START DATA SUPPLIED

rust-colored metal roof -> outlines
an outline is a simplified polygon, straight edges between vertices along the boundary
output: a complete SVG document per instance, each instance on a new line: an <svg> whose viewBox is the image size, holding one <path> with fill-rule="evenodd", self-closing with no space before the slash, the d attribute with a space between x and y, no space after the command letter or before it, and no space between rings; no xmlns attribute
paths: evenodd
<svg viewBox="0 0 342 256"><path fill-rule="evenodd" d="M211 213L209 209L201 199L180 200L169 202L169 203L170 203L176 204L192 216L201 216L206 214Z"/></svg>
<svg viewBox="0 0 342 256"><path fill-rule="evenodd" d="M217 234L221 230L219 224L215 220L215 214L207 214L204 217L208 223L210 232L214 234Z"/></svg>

END DATA SUPPLIED

## REQUIRED TASK
Reproduce verbatim the part of the items that opens at their first line and closes with the line containing "213L209 209L201 199L180", including both of those lines.

## SOLVED PROBLEM
rust-colored metal roof -> outlines
an outline is a simplified polygon, straight edges between vertices along the boundary
output: a complete SVG document per instance, each instance on a new line: an <svg> whose viewBox is the image size, holding one <path> with fill-rule="evenodd", self-closing with no space before the slash, the d attribute with a space between x and y, no space after the command letter or before it, and no space between rings; no xmlns attribute
paths: evenodd
<svg viewBox="0 0 342 256"><path fill-rule="evenodd" d="M211 213L209 209L201 199L180 200L169 202L169 203L170 203L176 204L192 216L201 216L206 214Z"/></svg>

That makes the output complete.